→ **REQUIREMENT**
Transcribe every entry word for word, leaving out all images.

→ **MATERIAL FOR THE TASK**
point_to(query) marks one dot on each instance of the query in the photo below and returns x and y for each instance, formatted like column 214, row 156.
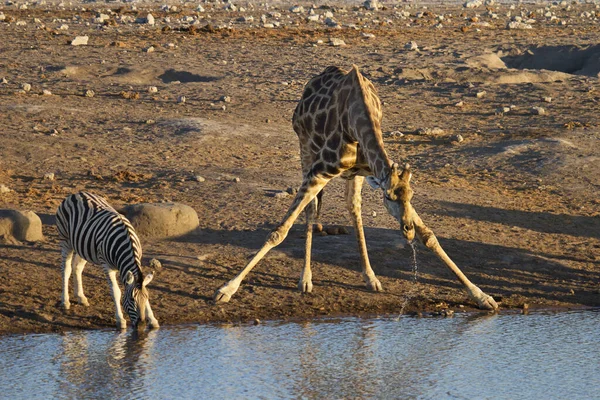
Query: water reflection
column 104, row 364
column 477, row 356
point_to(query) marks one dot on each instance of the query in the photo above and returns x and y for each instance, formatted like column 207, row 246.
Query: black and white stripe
column 91, row 230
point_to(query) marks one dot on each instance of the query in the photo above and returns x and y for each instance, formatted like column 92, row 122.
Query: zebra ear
column 129, row 278
column 148, row 279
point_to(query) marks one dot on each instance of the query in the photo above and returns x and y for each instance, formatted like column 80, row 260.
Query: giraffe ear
column 373, row 182
column 406, row 174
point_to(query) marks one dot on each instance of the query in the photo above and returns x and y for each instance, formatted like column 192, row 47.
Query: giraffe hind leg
column 305, row 283
column 307, row 192
column 353, row 201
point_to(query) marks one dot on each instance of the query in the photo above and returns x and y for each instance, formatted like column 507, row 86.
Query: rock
column 281, row 195
column 538, row 111
column 473, row 4
column 18, row 225
column 79, row 41
column 412, row 46
column 155, row 265
column 455, row 139
column 161, row 220
column 518, row 25
column 372, row 5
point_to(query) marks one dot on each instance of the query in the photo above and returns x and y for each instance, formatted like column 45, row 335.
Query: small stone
column 456, row 138
column 538, row 111
column 412, row 46
column 79, row 41
column 155, row 264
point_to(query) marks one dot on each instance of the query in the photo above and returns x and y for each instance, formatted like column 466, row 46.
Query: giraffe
column 338, row 123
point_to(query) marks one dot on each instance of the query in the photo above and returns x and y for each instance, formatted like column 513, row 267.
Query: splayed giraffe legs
column 428, row 238
column 354, row 202
column 306, row 194
column 305, row 283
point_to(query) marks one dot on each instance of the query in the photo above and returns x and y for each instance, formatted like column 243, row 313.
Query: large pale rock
column 20, row 226
column 161, row 220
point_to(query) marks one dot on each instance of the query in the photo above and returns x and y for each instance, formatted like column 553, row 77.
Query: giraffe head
column 397, row 194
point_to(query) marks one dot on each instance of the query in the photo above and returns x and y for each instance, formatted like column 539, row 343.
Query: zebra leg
column 67, row 258
column 79, row 264
column 116, row 293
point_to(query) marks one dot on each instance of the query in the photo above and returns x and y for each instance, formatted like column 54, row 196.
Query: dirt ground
column 515, row 203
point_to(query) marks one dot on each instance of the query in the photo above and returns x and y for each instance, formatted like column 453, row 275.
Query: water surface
column 536, row 356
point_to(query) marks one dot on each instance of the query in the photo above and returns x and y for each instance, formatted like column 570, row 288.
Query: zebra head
column 135, row 300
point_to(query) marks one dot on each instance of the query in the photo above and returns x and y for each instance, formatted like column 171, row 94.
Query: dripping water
column 411, row 293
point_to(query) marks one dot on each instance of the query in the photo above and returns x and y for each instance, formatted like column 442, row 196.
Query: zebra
column 91, row 230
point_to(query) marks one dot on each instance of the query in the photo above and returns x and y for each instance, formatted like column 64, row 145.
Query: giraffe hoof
column 374, row 285
column 305, row 286
column 488, row 303
column 221, row 297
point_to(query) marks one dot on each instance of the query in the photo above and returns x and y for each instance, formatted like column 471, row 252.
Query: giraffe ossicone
column 338, row 123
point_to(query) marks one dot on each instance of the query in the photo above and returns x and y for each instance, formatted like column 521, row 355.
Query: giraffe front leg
column 353, row 201
column 305, row 283
column 306, row 193
column 67, row 259
column 79, row 265
column 116, row 294
column 428, row 238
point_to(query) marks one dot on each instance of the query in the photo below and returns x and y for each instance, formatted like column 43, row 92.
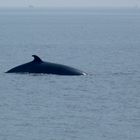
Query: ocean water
column 103, row 105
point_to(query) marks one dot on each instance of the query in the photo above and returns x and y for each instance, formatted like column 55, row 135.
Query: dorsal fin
column 36, row 58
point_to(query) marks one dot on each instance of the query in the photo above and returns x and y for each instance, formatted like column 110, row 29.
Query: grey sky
column 70, row 3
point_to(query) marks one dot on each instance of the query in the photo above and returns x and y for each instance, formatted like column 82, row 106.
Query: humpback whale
column 40, row 66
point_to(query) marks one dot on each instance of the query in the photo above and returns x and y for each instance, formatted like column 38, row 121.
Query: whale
column 40, row 66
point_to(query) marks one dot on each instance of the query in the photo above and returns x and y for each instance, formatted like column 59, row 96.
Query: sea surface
column 103, row 105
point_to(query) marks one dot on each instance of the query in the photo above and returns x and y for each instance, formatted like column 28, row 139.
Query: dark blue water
column 104, row 105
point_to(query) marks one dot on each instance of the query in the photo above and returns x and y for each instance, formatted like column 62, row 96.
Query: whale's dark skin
column 39, row 66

→ **EXERCISE RESPONSE**
point_to(query) marks one dot on each instance of the query in the photo below and returns x and y for each instance, formatted like column 214, row 156.
Query: water reflection
column 104, row 364
column 477, row 356
point_to(query) marks one dot on each instance of the query in the photo above and returns x and y for each instance, formatted like column 207, row 246.
Query: black and white stripe
column 91, row 230
point_to(query) marks one dot on each instance of the query in the photo above and returns x and y for each instance, formatted like column 92, row 122.
Query: zebra ear
column 129, row 278
column 148, row 279
point_to(query) marks one dot on each instance of the query in the photo above and returns x and y for each instance, formatted like column 80, row 260.
Query: giraffe ear
column 373, row 182
column 406, row 174
point_to(query) marks one dot on each instance of the query in the photo above and returns x and y for each instance, formatted like column 192, row 47.
Query: giraffe hind leg
column 305, row 283
column 307, row 192
column 353, row 201
point_to(query) marks one dot on each instance of the query in the photo above and returns x and y for each instance, formatted like column 507, row 86.
Query: rock
column 281, row 195
column 538, row 111
column 473, row 4
column 18, row 225
column 79, row 41
column 412, row 46
column 155, row 265
column 455, row 139
column 161, row 220
column 518, row 25
column 372, row 5
point_to(query) marks one dot on each instance of the query in the photo above and returns x and y for each instance, formatted like column 45, row 335.
Query: small stone
column 456, row 138
column 538, row 111
column 412, row 46
column 79, row 41
column 155, row 264
point_to(query) marks one dot on each instance of the query in the photo above and returns x and y for each instance, formatted like column 466, row 46.
Query: giraffe
column 338, row 123
point_to(query) marks one dot on each instance of the query in the photo above and returns x and y for each instance, formatted like column 513, row 267.
Query: splayed giraffe legs
column 428, row 238
column 354, row 202
column 306, row 194
column 305, row 283
point_to(query) marks one dot on each instance of the query in the photo above and returns x and y for each instance, formatted like column 243, row 313.
Query: large pale rock
column 20, row 226
column 161, row 220
point_to(query) marks one dot on each instance of the query in the photo above and returns x and y for each instance, formatted like column 553, row 77.
Query: giraffe head
column 397, row 194
point_to(query) marks one dot on each instance of the query in the photo above and returns x and y for each instance, formatted like column 539, row 343.
Query: zebra leg
column 67, row 258
column 79, row 264
column 116, row 293
point_to(query) marks one dot on each instance of the query in the photo above and returns x and y for each instance, formatted like column 54, row 196.
Query: dirt ground
column 515, row 203
point_to(query) marks one dot on each instance of the query in the photo above and returns x and y for each instance, formatted like column 453, row 275.
Query: water surface
column 536, row 356
point_to(query) marks one dot on each instance of the query in the photo above and returns x and y for each instance, formatted like column 570, row 288.
Query: zebra head
column 135, row 300
point_to(query) marks one dot on each instance of the query in the photo above and returns x and y for each instance, formatted like column 171, row 94.
Query: dripping water
column 411, row 293
point_to(query) marks one dot on each instance of the query in the photo above and returns x and y for each instance, formatted like column 442, row 196.
Query: zebra
column 91, row 230
point_to(query) marks one dot on each instance of the query in the photo above and returns x and y for each instance, formatted like column 64, row 145.
Query: giraffe hoof
column 374, row 285
column 305, row 286
column 488, row 303
column 221, row 297
point_to(query) marks one dot on each instance of the query in the photo above and returns x and y for each instance, formatted like column 471, row 252.
Query: giraffe ossicone
column 338, row 123
point_to(query) marks one dot on each instance of the query in the photo above and returns x and y for each instance, formatted like column 521, row 355.
Query: giraffe front leg
column 353, row 201
column 305, row 283
column 306, row 193
column 67, row 259
column 79, row 265
column 116, row 294
column 428, row 238
point_to(query) marks one dot on each instance of the query in the photo below and returns x and y for each instance, formatted like column 43, row 92.
Query: ocean water
column 103, row 105
point_to(query) marks one dot on each instance of the query in the photo above and returns x and y for each instance, formatted like column 55, row 135.
Query: dorsal fin
column 36, row 58
point_to(query) marks one dot on each instance of the query in the photo above and returns x and y for each instance, formatted like column 110, row 29.
Query: grey sky
column 70, row 3
point_to(query) marks one dot on each instance of the query in the photo above and returns x and y for each instance, formatted like column 82, row 106.
Query: humpback whale
column 40, row 66
point_to(query) marks one dot on each instance of the query in the photo above and returns x and y for each instance, formatted like column 38, row 121.
Query: whale
column 40, row 66
point_to(query) marks one dot on each instance of the query in the photo above and returns x and y for each instance, formatted like column 59, row 96.
Query: sea surface
column 103, row 105
point_to(query) marks one dot on each instance of the query in the photo above and returns x and y for each instance, formatted like column 28, row 139.
Query: dark blue water
column 104, row 105
point_to(query) marks one dot on each instance of the query in the photo above and returns x and y for each instance, formatted like column 62, row 96.
Query: whale's dark skin
column 39, row 66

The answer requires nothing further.